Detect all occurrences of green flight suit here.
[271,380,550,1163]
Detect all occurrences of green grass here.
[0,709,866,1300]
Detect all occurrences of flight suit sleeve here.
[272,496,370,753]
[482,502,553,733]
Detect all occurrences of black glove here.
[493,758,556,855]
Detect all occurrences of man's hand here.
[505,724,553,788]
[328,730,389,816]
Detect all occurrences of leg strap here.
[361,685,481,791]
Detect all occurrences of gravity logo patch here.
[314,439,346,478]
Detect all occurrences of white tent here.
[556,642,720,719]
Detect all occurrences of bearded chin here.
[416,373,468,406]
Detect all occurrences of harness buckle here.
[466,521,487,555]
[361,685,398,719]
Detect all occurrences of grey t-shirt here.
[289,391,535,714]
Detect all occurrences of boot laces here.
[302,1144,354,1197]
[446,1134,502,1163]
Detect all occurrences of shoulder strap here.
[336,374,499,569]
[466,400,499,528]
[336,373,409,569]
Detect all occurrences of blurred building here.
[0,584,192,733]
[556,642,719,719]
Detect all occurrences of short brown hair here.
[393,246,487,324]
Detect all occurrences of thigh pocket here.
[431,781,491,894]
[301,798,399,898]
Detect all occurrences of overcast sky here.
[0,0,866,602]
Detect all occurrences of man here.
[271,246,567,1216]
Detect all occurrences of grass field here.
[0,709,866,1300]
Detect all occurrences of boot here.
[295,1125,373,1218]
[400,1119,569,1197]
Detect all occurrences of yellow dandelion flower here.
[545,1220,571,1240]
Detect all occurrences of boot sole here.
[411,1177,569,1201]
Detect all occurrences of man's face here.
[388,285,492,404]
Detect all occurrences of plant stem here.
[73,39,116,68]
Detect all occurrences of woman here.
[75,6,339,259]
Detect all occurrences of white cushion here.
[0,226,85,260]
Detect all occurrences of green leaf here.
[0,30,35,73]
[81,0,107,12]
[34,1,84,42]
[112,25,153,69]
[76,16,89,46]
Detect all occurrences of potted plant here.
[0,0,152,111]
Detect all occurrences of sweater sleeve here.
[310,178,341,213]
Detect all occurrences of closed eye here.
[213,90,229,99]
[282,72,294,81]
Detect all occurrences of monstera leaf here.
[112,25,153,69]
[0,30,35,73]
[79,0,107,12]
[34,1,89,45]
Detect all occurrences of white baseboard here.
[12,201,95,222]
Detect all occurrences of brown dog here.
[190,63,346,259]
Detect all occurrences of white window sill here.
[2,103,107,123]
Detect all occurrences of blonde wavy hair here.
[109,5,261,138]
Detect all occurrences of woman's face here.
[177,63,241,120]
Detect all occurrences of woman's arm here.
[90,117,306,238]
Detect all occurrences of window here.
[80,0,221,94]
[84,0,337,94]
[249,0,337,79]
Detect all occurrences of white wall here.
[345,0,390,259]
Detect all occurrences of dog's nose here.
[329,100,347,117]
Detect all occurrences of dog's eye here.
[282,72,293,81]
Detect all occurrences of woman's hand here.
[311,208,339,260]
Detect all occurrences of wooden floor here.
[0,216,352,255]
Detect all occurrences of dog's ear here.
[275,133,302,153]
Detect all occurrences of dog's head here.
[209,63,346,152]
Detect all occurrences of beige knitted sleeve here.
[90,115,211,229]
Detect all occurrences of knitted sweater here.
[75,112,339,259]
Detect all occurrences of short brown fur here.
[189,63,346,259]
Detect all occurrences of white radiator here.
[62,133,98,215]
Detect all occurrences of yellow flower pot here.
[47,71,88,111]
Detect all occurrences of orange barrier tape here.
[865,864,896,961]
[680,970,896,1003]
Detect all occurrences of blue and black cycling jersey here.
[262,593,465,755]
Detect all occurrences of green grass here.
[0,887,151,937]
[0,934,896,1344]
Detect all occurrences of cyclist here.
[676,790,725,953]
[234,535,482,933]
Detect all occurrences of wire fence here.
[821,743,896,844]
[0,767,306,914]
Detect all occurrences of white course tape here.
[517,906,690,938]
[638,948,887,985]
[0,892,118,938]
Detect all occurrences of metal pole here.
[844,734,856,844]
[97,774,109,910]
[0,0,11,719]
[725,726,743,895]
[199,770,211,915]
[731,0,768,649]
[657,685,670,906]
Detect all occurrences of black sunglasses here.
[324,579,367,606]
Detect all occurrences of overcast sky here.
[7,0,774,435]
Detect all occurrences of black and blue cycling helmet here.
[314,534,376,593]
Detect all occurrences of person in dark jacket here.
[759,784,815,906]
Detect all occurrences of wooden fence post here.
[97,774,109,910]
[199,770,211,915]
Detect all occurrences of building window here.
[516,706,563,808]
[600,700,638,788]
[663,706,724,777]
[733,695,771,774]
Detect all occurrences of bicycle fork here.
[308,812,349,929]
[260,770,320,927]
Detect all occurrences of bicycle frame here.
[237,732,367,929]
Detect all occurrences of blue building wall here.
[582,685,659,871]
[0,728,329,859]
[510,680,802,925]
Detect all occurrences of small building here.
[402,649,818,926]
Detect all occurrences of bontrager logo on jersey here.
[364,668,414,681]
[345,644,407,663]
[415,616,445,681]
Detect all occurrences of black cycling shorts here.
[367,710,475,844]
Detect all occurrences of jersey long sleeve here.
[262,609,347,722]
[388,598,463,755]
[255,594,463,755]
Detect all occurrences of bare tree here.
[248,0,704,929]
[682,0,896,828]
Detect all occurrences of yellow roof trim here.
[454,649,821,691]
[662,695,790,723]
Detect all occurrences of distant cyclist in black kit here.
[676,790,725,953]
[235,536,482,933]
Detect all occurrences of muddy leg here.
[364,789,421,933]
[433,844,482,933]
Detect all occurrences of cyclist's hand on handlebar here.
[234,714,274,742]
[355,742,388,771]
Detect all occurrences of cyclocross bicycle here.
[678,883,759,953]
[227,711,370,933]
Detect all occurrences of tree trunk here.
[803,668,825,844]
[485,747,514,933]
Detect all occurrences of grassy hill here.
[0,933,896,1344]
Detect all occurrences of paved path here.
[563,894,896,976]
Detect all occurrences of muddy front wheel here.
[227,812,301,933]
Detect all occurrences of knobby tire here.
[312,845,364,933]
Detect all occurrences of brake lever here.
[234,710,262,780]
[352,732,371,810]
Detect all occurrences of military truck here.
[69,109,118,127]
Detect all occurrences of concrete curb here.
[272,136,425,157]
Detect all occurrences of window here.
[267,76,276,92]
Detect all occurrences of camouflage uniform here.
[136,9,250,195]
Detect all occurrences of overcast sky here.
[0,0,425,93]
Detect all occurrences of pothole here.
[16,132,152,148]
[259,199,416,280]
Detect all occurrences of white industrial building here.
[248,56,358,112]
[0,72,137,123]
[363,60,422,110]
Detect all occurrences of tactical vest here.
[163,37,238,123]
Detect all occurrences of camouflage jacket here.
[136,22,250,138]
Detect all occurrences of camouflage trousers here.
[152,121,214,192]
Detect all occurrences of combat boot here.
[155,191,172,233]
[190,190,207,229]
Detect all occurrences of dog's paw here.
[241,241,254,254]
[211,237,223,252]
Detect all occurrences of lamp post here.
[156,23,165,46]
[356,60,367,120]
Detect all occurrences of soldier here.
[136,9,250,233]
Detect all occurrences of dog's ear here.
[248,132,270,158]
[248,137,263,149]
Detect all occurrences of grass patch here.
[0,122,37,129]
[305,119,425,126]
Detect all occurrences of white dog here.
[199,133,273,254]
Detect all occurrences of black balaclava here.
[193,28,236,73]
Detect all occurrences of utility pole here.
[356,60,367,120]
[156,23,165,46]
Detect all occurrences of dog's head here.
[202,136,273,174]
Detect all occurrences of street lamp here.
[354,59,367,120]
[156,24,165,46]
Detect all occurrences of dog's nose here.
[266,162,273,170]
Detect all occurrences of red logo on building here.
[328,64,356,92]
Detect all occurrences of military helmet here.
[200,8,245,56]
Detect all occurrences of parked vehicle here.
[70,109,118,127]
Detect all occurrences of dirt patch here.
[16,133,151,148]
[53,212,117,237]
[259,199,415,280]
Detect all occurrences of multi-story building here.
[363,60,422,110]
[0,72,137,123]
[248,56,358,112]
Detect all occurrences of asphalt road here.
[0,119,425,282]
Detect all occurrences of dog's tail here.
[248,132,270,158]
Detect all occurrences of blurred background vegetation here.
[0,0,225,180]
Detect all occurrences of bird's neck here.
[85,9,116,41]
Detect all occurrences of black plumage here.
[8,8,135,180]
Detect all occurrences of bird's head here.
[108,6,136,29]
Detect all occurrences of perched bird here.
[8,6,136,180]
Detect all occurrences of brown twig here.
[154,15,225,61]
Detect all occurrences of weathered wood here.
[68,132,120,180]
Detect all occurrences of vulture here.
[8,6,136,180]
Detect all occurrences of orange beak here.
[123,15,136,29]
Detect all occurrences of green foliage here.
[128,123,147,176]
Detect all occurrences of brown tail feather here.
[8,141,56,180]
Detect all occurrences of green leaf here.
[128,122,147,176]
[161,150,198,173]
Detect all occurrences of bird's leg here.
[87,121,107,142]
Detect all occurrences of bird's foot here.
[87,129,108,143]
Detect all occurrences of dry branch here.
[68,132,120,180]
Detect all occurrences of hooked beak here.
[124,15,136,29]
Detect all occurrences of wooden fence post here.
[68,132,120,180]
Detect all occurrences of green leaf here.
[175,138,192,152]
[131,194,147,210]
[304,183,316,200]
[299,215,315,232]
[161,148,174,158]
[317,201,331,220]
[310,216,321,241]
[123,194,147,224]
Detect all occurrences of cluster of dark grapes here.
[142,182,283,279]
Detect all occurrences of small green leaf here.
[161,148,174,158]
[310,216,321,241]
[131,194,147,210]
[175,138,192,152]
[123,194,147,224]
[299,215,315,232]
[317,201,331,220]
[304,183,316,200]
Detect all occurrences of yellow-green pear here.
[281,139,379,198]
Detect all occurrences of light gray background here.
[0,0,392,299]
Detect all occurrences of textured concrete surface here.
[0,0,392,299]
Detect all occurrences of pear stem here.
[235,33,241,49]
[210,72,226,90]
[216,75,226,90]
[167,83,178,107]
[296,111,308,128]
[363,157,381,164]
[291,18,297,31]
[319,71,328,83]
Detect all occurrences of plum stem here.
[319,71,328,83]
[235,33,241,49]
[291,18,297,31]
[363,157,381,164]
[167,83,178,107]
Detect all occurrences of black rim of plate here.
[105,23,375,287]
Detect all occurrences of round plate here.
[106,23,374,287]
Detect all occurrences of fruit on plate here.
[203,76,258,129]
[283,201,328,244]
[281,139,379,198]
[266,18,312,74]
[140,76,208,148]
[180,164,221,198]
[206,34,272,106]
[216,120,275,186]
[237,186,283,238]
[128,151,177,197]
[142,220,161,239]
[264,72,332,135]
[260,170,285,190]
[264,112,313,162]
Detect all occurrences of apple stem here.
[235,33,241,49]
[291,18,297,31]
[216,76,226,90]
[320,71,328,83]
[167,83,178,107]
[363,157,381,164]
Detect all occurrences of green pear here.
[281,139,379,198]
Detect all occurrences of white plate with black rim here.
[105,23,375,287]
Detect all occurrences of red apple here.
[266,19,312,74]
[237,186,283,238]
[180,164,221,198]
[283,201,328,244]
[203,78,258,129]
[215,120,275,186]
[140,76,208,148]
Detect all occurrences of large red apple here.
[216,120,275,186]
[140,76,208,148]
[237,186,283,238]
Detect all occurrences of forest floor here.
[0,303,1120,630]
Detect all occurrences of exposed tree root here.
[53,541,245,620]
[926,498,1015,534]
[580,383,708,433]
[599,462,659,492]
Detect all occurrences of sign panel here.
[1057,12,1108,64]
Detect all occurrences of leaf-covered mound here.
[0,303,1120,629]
********************
• _JOB_
Reproduce word for word the lines of the records above, from the line containing "Detect all occurrences of white wall here." through the line containing "[47,71,88,111]", including both.

• _RESULT OF THE EXERCISE_
Detect all occurrences of white wall here.
[345,0,390,259]
Detect all occurrences of dog's nose here.
[329,100,347,117]
Detect all occurrences of dog's eye here.
[282,72,293,81]
Detect all occurrences of woman's hand here.
[311,208,339,260]
Detect all occurrences of wooden floor here.
[0,216,352,255]
Detect all occurrences of dog's ear here.
[275,133,302,153]
Detect all occurrences of dog's head here.
[209,63,346,152]
Detect all occurrences of beige knitted sleeve here.
[90,115,211,229]
Detect all occurrences of knitted sweater here.
[75,112,339,259]
Detect all occurrences of short brown fur here.
[189,63,346,259]
Detect all occurrences of white radiator here.
[62,133,98,215]
Detect all occurrences of yellow flower pot here.
[47,71,88,111]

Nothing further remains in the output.